* _INFORMATION SUPPLIED_:

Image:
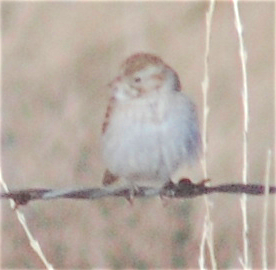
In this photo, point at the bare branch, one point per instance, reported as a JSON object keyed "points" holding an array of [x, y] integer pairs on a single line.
{"points": [[183, 189]]}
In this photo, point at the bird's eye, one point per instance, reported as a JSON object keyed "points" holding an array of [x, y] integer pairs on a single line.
{"points": [[137, 79]]}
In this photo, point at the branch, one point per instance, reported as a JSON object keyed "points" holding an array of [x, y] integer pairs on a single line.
{"points": [[183, 189]]}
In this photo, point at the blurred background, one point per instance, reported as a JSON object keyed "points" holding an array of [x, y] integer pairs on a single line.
{"points": [[57, 59]]}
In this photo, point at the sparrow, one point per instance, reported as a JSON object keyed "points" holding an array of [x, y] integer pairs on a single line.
{"points": [[150, 126]]}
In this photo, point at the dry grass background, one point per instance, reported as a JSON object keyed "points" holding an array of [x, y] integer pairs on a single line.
{"points": [[57, 58]]}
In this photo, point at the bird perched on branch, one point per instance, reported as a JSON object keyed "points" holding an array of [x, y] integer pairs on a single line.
{"points": [[150, 126]]}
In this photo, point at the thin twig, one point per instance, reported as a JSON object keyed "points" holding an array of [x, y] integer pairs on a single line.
{"points": [[266, 193], [205, 87], [184, 189], [20, 216], [243, 57]]}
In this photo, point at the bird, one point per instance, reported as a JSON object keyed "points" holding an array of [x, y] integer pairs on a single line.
{"points": [[150, 127]]}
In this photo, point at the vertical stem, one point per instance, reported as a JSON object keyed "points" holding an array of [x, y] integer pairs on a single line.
{"points": [[208, 226], [243, 57]]}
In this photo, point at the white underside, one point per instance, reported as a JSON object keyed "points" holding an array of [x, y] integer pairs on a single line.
{"points": [[148, 139]]}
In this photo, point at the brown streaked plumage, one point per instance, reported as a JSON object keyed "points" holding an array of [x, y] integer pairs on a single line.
{"points": [[139, 61], [150, 127]]}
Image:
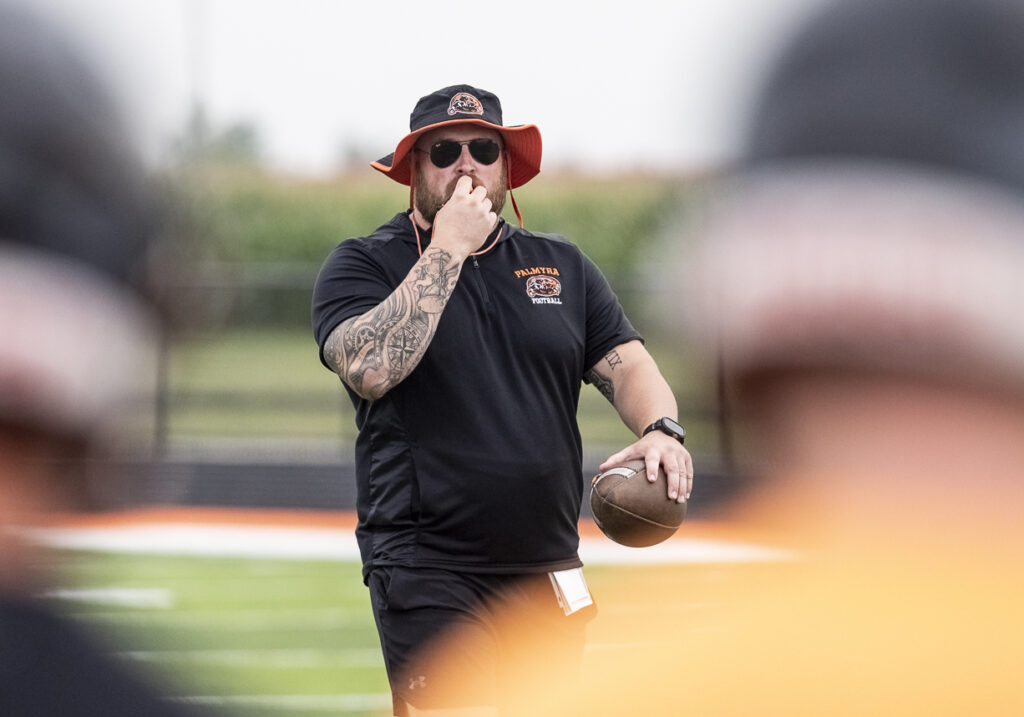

* _SET PROBLEM_: Can you render every line of the listing above as a Markdown table with the columns "Row" and "Line", numbering each line, skipping blank lines, and leaving out the pictures?

* _WRITTEN RESPONSE_:
| Row | Line |
|---|---|
| 1 | Image: |
| 2 | In this photo, point at the bare branch, one point per instance, reported as a JSON object keyed "points" holding an array of [x, y] integer pairs on a single line. |
| 3 | {"points": [[183, 189]]} |
| 4 | In this photo, point at the bird's eye, one point per instance, reported as a JSON object keyed "points" holding an array of [x, y] integer pairs on a single line. |
| 5 | {"points": [[137, 79]]} |
| 6 | In this photo, point at the branch, one point per instance, reported as a JSON object keyed "points" holding an array of [x, y] integer pairs on a single line. |
| 7 | {"points": [[183, 189]]} |
| 8 | In this photo, point at the blurred background, one point per instance, reported as a JSON object keyed "points" holding an array of [x, y] integer pairs on a single line. |
| 9 | {"points": [[57, 59]]} |
| 10 | In this photo, point at the sparrow, one point per instance, reported as a JSON object keyed "points" holding an array of [x, y] integer pairs on a single line. |
| 11 | {"points": [[150, 126]]} |
| 12 | In this photo, point at the dry grass background, one point per instance, reported as a JSON object keyed "points" holding an array of [x, y] integer pairs on a single line. |
| 13 | {"points": [[57, 58]]} |
| 14 | In this photo, point at the bird perched on branch, one point per instance, reported as a JSON object keyed "points" holding an array of [x, y] integer pairs on a single line. |
| 15 | {"points": [[150, 126]]} |
| 16 | In this photo, point at the thin twig, one point per instance, reported as a JSON object keyed "points" holding an array of [x, y] integer pairs on a single line. |
| 17 | {"points": [[266, 193], [205, 87], [184, 189], [20, 216], [243, 57]]} |
| 18 | In this photo, point at the bird, one point per instance, reported as a JSON object keyed "points" holding an array of [x, y] integer pairs on a single line. |
| 19 | {"points": [[150, 127]]} |
| 20 | In this photo, point at the vertical stem, one point per instance, reported as a JSON object keyed "points" holding an array of [x, y] integer pairs on a single line. |
| 21 | {"points": [[208, 226], [243, 57]]} |
| 22 | In this photo, point at the white underside, one point per instance, reported as a JSON object keyed "points" holding an array of [x, y] integer pairs on a single line. |
| 23 | {"points": [[148, 139]]} |
| 24 | In this photo, point at the brown streaked plumage, one point per instance, reported as a JSON object keyed "points" holding an array of [x, y] integer pairs on a single line. |
| 25 | {"points": [[139, 61], [150, 127]]} |
| 26 | Image: |